Region pointing data

□ □ □ □ □

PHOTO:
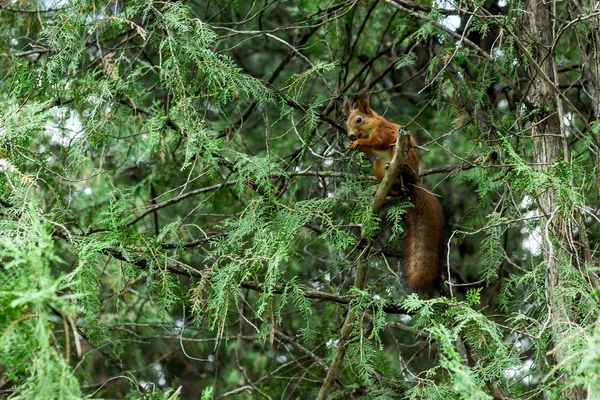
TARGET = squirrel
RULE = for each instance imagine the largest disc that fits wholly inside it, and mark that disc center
(424, 248)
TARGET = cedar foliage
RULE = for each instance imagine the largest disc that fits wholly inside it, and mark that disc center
(180, 217)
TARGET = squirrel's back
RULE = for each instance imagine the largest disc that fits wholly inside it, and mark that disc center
(424, 249)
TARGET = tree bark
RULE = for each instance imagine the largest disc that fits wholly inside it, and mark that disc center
(550, 146)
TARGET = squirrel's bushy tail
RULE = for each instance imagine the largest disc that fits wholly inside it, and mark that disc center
(424, 251)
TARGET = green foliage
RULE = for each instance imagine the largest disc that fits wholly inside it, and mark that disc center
(180, 216)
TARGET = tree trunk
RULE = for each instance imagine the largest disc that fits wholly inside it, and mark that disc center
(550, 146)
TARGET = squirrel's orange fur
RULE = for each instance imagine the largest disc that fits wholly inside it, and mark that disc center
(372, 134)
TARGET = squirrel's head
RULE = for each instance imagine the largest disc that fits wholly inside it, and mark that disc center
(362, 120)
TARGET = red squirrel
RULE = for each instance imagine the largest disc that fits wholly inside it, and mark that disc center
(424, 251)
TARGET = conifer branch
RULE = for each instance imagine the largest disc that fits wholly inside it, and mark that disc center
(402, 146)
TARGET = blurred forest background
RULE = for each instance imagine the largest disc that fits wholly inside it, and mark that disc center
(180, 217)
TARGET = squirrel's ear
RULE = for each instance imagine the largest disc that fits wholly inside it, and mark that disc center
(348, 107)
(363, 105)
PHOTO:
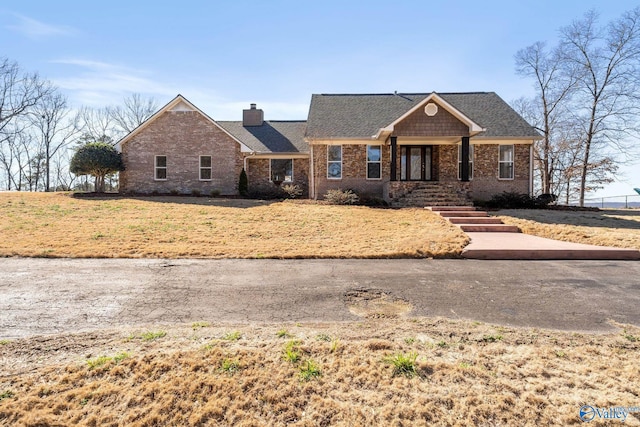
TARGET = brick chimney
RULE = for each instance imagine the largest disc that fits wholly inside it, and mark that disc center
(252, 116)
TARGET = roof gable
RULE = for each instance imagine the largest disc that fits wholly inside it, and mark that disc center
(353, 116)
(474, 128)
(178, 104)
(273, 136)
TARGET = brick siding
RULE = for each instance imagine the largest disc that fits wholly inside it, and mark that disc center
(260, 180)
(354, 171)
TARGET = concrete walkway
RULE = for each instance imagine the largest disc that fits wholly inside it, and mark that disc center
(490, 239)
(525, 246)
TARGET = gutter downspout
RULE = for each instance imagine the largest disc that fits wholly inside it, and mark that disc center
(244, 161)
(531, 169)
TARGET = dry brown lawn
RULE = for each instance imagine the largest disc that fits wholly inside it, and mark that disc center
(607, 227)
(59, 225)
(228, 375)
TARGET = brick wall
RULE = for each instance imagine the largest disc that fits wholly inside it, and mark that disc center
(260, 180)
(354, 171)
(182, 136)
(442, 124)
(485, 181)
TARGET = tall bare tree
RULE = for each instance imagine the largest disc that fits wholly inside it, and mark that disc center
(97, 124)
(554, 85)
(19, 91)
(54, 127)
(607, 60)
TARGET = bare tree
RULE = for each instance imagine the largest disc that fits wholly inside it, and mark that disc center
(18, 91)
(134, 111)
(97, 124)
(608, 64)
(54, 127)
(554, 85)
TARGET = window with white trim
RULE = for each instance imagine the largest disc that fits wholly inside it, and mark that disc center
(460, 161)
(374, 161)
(505, 161)
(160, 166)
(282, 170)
(334, 162)
(205, 168)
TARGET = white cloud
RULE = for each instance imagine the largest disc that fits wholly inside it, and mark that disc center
(35, 29)
(98, 84)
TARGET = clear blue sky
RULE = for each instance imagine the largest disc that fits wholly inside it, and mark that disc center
(223, 55)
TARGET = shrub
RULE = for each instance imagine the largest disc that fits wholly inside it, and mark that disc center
(309, 370)
(403, 364)
(341, 197)
(266, 192)
(292, 191)
(243, 184)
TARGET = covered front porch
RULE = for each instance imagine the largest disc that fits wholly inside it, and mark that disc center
(429, 172)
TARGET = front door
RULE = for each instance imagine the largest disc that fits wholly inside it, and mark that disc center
(415, 163)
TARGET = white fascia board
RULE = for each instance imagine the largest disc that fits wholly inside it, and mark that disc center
(344, 141)
(259, 155)
(502, 140)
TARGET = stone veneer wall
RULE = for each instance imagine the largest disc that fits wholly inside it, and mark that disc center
(354, 171)
(260, 180)
(182, 136)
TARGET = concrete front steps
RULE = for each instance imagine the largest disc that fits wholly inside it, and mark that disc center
(471, 220)
(491, 239)
(432, 194)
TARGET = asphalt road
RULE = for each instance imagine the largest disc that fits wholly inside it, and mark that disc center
(48, 296)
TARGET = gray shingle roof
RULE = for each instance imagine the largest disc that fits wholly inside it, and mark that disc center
(361, 116)
(274, 136)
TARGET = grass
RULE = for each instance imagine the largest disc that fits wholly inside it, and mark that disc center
(103, 360)
(59, 225)
(198, 325)
(152, 335)
(232, 336)
(229, 366)
(283, 333)
(404, 364)
(291, 351)
(46, 380)
(309, 370)
(608, 227)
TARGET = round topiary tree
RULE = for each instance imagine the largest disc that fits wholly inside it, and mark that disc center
(97, 159)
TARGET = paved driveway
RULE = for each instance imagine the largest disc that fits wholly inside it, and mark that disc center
(46, 296)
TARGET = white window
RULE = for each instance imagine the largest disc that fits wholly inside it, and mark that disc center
(505, 162)
(460, 161)
(160, 168)
(374, 162)
(205, 168)
(281, 170)
(334, 162)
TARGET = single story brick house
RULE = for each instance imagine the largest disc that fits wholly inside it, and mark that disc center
(409, 149)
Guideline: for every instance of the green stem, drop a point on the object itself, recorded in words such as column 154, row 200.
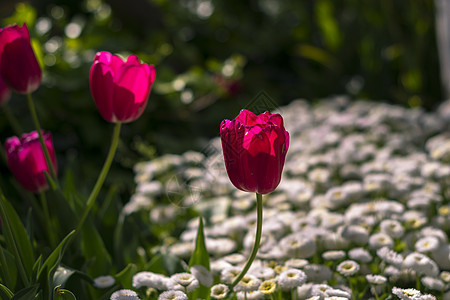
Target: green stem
column 101, row 178
column 12, row 120
column 50, row 232
column 259, row 207
column 4, row 266
column 41, row 138
column 3, row 153
column 7, row 231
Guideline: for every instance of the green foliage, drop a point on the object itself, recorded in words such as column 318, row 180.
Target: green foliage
column 208, row 67
column 200, row 257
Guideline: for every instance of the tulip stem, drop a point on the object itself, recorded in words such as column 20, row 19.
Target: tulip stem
column 101, row 178
column 50, row 232
column 12, row 120
column 259, row 208
column 41, row 138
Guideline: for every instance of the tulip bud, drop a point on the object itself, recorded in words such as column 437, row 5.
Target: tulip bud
column 18, row 64
column 27, row 161
column 254, row 149
column 5, row 92
column 120, row 89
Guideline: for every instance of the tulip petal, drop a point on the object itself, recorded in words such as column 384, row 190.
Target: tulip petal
column 27, row 161
column 254, row 150
column 130, row 92
column 18, row 64
column 101, row 82
column 246, row 117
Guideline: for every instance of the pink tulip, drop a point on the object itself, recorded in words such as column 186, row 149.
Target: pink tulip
column 5, row 92
column 120, row 89
column 27, row 161
column 254, row 149
column 18, row 64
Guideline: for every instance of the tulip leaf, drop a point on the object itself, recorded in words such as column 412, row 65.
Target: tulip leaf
column 62, row 294
column 200, row 257
column 50, row 181
column 5, row 292
column 27, row 293
column 94, row 248
column 8, row 270
column 48, row 269
column 17, row 239
column 125, row 276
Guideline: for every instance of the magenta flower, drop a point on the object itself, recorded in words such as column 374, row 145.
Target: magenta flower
column 18, row 64
column 27, row 161
column 5, row 92
column 120, row 89
column 254, row 149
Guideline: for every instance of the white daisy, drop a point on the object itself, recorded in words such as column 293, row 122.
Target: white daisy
column 173, row 295
column 348, row 268
column 124, row 295
column 104, row 282
column 219, row 291
column 291, row 278
column 427, row 244
column 248, row 283
column 202, row 274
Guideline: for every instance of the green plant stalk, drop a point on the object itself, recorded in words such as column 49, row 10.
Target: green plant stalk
column 41, row 138
column 3, row 154
column 5, row 270
column 101, row 178
column 259, row 208
column 19, row 262
column 12, row 120
column 50, row 232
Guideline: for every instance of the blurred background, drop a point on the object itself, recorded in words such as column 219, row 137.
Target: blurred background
column 212, row 58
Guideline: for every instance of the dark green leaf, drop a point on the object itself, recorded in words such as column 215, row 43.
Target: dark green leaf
column 45, row 274
column 125, row 277
column 17, row 240
column 94, row 248
column 200, row 257
column 27, row 293
column 62, row 294
column 5, row 291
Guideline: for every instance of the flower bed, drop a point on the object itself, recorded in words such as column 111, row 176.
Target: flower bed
column 362, row 210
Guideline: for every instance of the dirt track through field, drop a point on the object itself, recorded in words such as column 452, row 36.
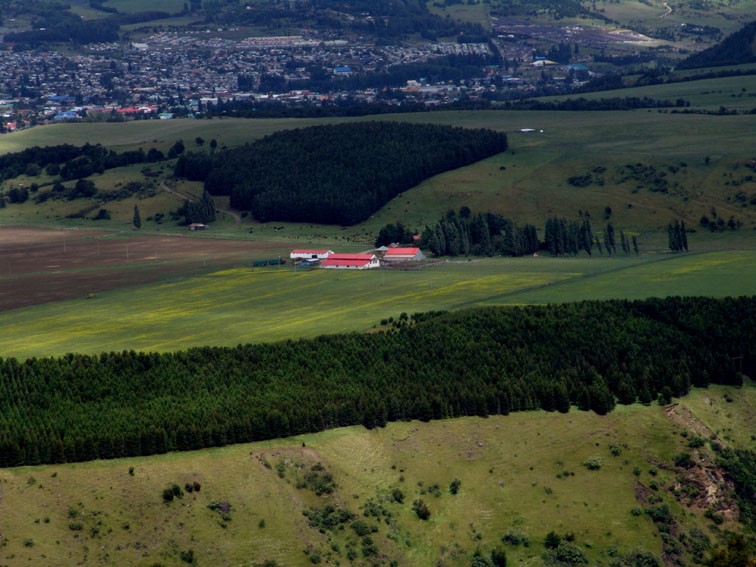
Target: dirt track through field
column 39, row 266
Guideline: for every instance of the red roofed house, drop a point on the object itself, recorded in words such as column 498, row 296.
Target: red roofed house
column 403, row 254
column 351, row 262
column 310, row 254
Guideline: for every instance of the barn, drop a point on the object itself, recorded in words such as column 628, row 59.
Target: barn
column 351, row 262
column 403, row 254
column 310, row 254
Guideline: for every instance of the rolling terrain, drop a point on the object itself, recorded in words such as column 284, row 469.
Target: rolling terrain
column 78, row 285
column 520, row 477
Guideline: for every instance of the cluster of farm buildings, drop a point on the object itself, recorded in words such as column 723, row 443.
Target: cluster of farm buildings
column 351, row 261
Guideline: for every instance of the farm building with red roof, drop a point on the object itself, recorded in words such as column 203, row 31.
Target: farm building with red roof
column 403, row 254
column 308, row 254
column 351, row 262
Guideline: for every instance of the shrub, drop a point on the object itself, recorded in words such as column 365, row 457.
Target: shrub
column 566, row 553
column 515, row 537
column 421, row 509
column 593, row 464
column 552, row 540
column 683, row 460
column 397, row 496
column 360, row 528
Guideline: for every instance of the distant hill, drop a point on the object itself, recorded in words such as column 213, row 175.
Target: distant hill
column 735, row 49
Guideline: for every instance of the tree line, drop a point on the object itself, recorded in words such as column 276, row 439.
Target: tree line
column 479, row 234
column 75, row 162
column 592, row 355
column 337, row 173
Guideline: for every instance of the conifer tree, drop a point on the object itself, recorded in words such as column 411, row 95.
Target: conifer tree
column 137, row 218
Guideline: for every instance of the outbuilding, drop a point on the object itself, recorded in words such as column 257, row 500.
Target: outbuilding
column 403, row 254
column 351, row 262
column 310, row 254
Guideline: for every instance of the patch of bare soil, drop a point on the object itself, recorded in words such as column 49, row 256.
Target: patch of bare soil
column 703, row 485
column 41, row 266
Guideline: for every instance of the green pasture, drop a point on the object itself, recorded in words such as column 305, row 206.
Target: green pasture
column 246, row 305
column 477, row 13
column 734, row 93
column 527, row 183
column 728, row 16
column 521, row 473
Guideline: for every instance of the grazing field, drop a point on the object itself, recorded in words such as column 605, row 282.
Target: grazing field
column 703, row 161
column 733, row 93
column 245, row 304
column 521, row 476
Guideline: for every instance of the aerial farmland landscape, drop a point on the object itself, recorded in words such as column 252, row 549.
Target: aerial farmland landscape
column 378, row 283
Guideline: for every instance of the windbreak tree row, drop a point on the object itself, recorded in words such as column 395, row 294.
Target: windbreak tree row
column 592, row 355
column 337, row 173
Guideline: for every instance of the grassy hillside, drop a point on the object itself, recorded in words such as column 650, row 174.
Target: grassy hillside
column 520, row 476
column 268, row 304
column 528, row 183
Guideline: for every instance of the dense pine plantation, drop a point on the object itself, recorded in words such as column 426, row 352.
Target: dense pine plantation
column 336, row 174
column 428, row 366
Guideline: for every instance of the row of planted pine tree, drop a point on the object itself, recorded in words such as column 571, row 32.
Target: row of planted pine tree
column 432, row 366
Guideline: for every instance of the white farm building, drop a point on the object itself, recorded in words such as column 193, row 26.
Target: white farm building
column 310, row 254
column 403, row 254
column 351, row 262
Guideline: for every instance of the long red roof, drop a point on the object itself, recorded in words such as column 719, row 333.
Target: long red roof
column 346, row 262
column 402, row 251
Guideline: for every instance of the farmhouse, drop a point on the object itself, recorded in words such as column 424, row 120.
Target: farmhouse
column 351, row 262
column 310, row 254
column 403, row 254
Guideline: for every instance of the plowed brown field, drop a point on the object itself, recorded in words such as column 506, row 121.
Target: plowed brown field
column 40, row 266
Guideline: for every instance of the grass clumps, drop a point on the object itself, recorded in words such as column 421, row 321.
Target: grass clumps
column 593, row 463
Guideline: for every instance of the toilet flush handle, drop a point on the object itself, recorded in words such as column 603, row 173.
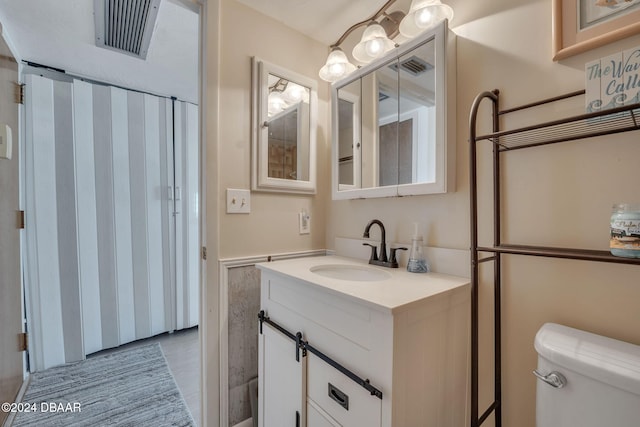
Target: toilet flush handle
column 554, row 379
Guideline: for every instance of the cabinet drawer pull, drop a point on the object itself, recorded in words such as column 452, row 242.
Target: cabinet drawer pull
column 341, row 398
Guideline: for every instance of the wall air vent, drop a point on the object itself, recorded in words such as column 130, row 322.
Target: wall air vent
column 414, row 66
column 125, row 26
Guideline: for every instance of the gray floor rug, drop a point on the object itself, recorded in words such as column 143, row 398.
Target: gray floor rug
column 131, row 387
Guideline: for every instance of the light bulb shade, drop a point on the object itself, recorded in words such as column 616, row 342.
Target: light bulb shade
column 424, row 14
column 336, row 67
column 374, row 44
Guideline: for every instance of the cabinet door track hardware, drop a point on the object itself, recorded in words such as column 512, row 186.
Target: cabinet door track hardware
column 305, row 346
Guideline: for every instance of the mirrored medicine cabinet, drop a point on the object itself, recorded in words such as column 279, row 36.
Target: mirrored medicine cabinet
column 284, row 107
column 393, row 130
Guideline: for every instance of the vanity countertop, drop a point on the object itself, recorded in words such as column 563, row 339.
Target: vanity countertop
column 395, row 293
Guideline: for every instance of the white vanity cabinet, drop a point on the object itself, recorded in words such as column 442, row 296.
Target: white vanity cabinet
column 408, row 335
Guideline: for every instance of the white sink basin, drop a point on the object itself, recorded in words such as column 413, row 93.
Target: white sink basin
column 358, row 273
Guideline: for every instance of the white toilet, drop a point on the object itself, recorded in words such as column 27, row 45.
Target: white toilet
column 586, row 380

□ □ □ □ □

Activity:
Look through the entries above and quote exactly the lines from the line with "Target: distant hill" to the line with "Guideline: for every instance of the tree", counting both of those lines.

Response to the task:
Target: distant hill
column 735, row 49
Guideline: for every instance of the tree line, drop a point on the object itself, recorded in words such as column 276, row 439.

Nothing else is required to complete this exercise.